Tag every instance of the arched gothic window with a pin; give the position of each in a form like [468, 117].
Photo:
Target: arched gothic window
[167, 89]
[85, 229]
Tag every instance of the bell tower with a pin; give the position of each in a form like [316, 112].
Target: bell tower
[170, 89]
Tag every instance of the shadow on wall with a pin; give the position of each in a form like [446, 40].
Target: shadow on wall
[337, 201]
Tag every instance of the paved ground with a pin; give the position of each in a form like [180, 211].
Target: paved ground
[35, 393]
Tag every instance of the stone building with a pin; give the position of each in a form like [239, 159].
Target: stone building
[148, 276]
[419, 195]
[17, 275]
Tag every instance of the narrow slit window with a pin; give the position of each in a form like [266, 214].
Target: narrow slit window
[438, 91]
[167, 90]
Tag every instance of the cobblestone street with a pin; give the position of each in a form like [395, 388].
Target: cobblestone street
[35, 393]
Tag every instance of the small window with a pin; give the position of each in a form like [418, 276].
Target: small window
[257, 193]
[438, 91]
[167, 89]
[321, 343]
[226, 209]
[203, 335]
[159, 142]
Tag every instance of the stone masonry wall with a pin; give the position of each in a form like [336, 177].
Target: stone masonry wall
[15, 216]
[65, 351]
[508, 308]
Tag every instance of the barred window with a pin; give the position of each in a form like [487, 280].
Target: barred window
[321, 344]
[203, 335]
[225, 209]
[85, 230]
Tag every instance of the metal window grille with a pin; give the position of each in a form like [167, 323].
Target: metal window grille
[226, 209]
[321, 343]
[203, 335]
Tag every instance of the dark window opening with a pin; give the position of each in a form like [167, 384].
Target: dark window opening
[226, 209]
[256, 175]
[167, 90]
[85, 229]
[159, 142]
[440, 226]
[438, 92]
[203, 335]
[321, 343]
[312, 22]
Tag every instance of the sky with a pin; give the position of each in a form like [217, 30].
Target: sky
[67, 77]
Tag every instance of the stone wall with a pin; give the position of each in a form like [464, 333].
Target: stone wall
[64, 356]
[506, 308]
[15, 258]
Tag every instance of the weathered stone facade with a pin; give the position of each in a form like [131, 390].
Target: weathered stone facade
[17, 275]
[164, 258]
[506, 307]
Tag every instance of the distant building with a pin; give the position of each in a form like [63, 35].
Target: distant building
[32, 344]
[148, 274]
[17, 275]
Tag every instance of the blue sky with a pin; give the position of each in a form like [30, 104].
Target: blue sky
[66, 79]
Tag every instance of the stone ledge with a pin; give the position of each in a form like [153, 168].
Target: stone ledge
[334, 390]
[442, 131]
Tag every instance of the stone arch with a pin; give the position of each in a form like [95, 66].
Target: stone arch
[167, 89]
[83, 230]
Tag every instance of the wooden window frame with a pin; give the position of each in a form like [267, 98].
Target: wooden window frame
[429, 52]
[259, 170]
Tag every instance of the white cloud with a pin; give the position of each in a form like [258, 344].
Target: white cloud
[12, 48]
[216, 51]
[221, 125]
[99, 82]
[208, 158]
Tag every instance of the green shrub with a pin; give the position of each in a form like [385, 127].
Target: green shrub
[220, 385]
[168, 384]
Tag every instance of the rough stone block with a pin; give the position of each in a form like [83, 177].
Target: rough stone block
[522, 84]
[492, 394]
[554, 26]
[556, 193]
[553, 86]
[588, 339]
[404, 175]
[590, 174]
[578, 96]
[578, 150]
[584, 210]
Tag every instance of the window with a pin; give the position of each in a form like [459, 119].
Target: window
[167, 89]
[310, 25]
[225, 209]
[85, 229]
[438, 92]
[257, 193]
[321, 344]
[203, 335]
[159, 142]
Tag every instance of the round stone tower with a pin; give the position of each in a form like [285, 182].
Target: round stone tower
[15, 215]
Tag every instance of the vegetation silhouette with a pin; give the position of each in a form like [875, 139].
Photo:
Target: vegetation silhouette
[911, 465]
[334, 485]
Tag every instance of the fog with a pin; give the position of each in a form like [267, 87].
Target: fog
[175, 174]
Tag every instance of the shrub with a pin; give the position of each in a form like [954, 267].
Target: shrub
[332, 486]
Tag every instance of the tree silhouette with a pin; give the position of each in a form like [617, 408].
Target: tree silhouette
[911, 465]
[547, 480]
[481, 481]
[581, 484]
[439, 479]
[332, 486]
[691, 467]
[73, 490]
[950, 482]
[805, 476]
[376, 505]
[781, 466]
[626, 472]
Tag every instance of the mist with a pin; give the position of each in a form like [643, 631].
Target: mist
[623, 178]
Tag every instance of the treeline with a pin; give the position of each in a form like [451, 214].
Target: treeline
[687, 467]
= = = =
Prompt – Output each entry precisely as given.

Written answer –
Tag every instance of the arched gothic window with a pin; give the position of each in a form like [468, 117].
Photo:
Target: arched gothic window
[167, 89]
[85, 229]
Tag every instance of the bell tower with a pin; give the position of each in a form like [316, 112].
Target: bell tower
[170, 89]
Tag every instance of the shadow on wall with a pin; give the position of each in a form like [446, 40].
Target: shadow on wall
[337, 201]
Tag every instance of the paved ground with a pin; give the position of each in a form like [180, 211].
Target: paved ground
[35, 393]
Tag every instance of the stone building with a pin; give the position of each in a form like [239, 159].
Target: stone building
[148, 276]
[419, 195]
[17, 275]
Tag every instance of the narrow slit window with a pin; give the position of each in a form like [266, 214].
Target: narrow slit window
[438, 91]
[167, 90]
Tag every instance of the cobblestone street with a pin; give the position of each in a form like [395, 388].
Target: cobblestone street
[35, 393]
Tag every instance of the small window with a pin; give the position of each in a form like [418, 276].
Target: small window
[257, 193]
[438, 91]
[167, 89]
[321, 343]
[226, 209]
[203, 335]
[159, 142]
Tag every instance of the stone masonry wall with a pin; give the position of each in a form like [336, 177].
Target: stone masonry wall
[15, 216]
[65, 351]
[508, 308]
Tag every instance of the barred window with a pin; give the position of each in a form like [487, 280].
Target: barred window
[321, 344]
[203, 335]
[225, 209]
[85, 230]
Tag every instance of the metal window grille with a pin; give the position of each in a form like [167, 323].
Target: metal window grille
[226, 209]
[321, 343]
[203, 335]
Tag every instance of the dark window opening with a pin; give the position of each in a form like [167, 384].
Target: dark window opening
[226, 209]
[256, 175]
[167, 90]
[85, 229]
[159, 142]
[440, 226]
[438, 92]
[203, 335]
[321, 343]
[312, 22]
Tag every instance of the sky with a pin; give the position of each in a form like [217, 30].
Target: sky
[67, 77]
Tag every instance of the stone wall with a pin; give the position of each in a form like [464, 333].
Target: stone wall
[64, 356]
[506, 308]
[15, 258]
Tag every instance of the weathered stone facade with a pin; give the position of each in a form like [131, 390].
Target: weathered stone facade
[17, 275]
[164, 258]
[506, 307]
Tag every instance of the distant building with a pin; give the position of each in a form like [63, 35].
Target: distant building
[32, 344]
[148, 274]
[17, 275]
Tag every instance of the blue sky with a pin; give the position of each in a form like [30, 104].
Target: blue sky
[66, 79]
Tag every instance of the stone ledge with a pin; give the position of each in a form like [153, 168].
Target: stone ledge
[334, 390]
[442, 131]
Tag every instance of the stone arch with a pin; give the position of each in a form like [95, 66].
Target: stone arch
[167, 89]
[83, 230]
Tag every instance of the wooden window frame with a pin; give the position of each in a form like [267, 98].
Target: wooden window frame
[429, 52]
[259, 170]
Tag every instance of the white cloud with a pin; give the position of each in a form like [258, 344].
Target: white cloud
[12, 48]
[216, 51]
[221, 125]
[99, 82]
[208, 158]
Tag every instance of the green shrub with a pin; give the position of each in a form like [385, 127].
Target: green shrub
[220, 385]
[168, 384]
Tag every instance of the rough stone block with a pin; give the position of each in a form like [83, 177].
Target: rough stone block
[522, 84]
[492, 394]
[554, 26]
[556, 193]
[553, 86]
[588, 339]
[404, 175]
[590, 174]
[578, 96]
[578, 150]
[584, 210]
Tag every instance of the window with a pin; give the position of each in a form like [459, 119].
Target: window
[167, 89]
[310, 25]
[225, 209]
[85, 229]
[438, 92]
[257, 193]
[321, 344]
[203, 335]
[159, 142]
Tag every instance of the round stone tower with a pin; give the position of each in a form like [285, 182].
Target: round stone tower
[15, 215]
Tag every instance of the vegetation silhouette with a pin; give the position of each in a form like [875, 139].
Photo:
Target: vegetation silhouette
[911, 465]
[334, 485]
Tag every instance of the fog with a pin; give the position of each in a form like [267, 87].
Target: fog
[175, 174]
Tag every instance of the shrub with a pin; give the position of each in a form like [954, 267].
Target: shrub
[332, 486]
Tag every instance of the tree silhouette with a pin; give the position of each in a form like [617, 408].
Target: tree silhouette
[911, 465]
[547, 480]
[481, 481]
[581, 484]
[439, 479]
[332, 486]
[691, 467]
[73, 490]
[950, 482]
[805, 476]
[376, 505]
[781, 466]
[626, 472]
Tag every instance of the mist with a pin; give the position of each in a form like [643, 631].
Target: mist
[623, 178]
Tag every instance of the treeline with a pin; give the position of each in a form like [451, 214].
Target: treeline
[687, 467]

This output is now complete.